- Film poster
- Directed by: Giuseppe Vari
- Written by: Thomas Lang
- Produced by: Mario Bertolazzi
- Starring: Lou Castel Adolfo Celi Beba Lončar
- Cinematography: Franco Villa
- Edited by: Giuseppe Vari
- Music by: Mario Bertolazzi
- Release date: 15 April 1972;
- Running time: 92 minutes
- Country: Italy
- Language: Italian

= Who Killed the Prosecutor and Why? =

1972 film

Who Killed the Prosecutor and Why? (Terza ipotesi su un caso di perfetta strategia criminale) is a 1972 Italian thriller film directed by Giuseppe Vari and starring Lou Castel. The hardcore inserts were edited for some foreign markets.

==Cast==
- Lou Castel as Carlo
- Beba Lončar as Olga
- Adolfo Celi as Inspector Vezzi
- Massimo Serato as Uncle Fifi
- Umberto D'Orsi as Romano, Don Salvatore's lawyer
- Renato Baldini as Marshal Notarantonio
- Consalvo Dell'Arti as Superintendent Portella
- Antonio La Raina as Mauri
- Carlo Landa as Roversi
- Carla Mancini as Nightclub employee
- Renato Malavasi
- Fortunato Arena as Don Salvatore Aniello
- Domenico Maggio as Garrù

==Plot==
Young photographer Carlo and his model girlfriend Olga conduct a photoshoot on the beach, then make out. At a nearby road, two men take a murdered man to a car, rear-end the vehicle, and set it on fire to stage his death as an accident. Carlo and Olga see the whole thing, Carlo taking photos of the most crucial moments.

The victim is revealed to be Giuseppe Anchisi, a high-ranking prosecutor. Inspector Vezzi is under pressure to solve the case, so he tells his colleague to distract the press, who he knows will follow the case, by lying the suspect the mob. Carlo takes the photos to his boss, Ivan Smirkov a.k.a. "Uncle Fifi", the paraplegic studio director. Uncle Fifi agrees they can make big money from the evidence.

Don Salvatore Aniello, a mafia boss, is approached by Carlo with exonerating photos, but Carlo wants 20 million lire. Don Salvatore is shocked by Carlo's boldness and laughs off the offer, refusing. In the meantime, one of the killers, Garrù, is shot dead by the other killer outside a nightclub. Carlo then turns to a paper he worked with before, demanding the same payment. The editor, Mauri, is consulted, and he's extremely hesitant about the photos given the risks posed from releasing them.
========
== Tasks ==
A. Decide whether each statement below agrees with the film page, answering yes or no and quoting the words that settle it: (i) The film runs 92 minutes. (ii) Adolfo Celi plays Uncle Fifi. (iii) Don Salvatore accepts Carlo's offer for the photos.
B. Write the next part of the plot summary from the film page, picking up after the sentence about Mauri's hesitation.
========
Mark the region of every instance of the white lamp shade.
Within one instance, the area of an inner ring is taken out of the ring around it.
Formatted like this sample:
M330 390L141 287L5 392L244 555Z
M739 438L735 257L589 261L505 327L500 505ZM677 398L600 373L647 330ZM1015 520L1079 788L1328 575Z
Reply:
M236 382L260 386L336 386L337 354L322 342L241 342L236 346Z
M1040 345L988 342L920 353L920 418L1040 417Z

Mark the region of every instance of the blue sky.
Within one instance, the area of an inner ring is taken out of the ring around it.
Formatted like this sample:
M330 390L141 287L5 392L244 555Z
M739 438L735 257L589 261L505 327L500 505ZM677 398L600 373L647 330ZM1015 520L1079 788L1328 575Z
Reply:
========
== Results in order ==
A.
(i) Yes: "Running time: 92 minutes"
(ii) No: "Massimo Serato as Uncle Fifi"
(iii) No: "laughs off the offer, refusing"

B.
When the killer calls anonymously and says he'll pay the ransom, the paper cautiously agrees to the drop and sends one of their employees, Roversi. The killer stabs Roversi to steal the photos, but they're not with him, the whole thing revealed to be a trap, from which the killer escapes. Inspector Vezzi is furious at the paper, Carlo, and Uncle Fifi for delaying the investigation, especially since the killer has now set his sights on them.

Carlo and Olga go into hiding, but the killer strangles Uncle Fifi. He then finds where the couple are hiding, but Olga's the only one there. The killer beats Olga to try and find out where Carlo is, in spite of her pleas for mercy. When Carlo hears Olga being attacked over the photo, he rushes to save her, but he's too late, and she dies in the hospital.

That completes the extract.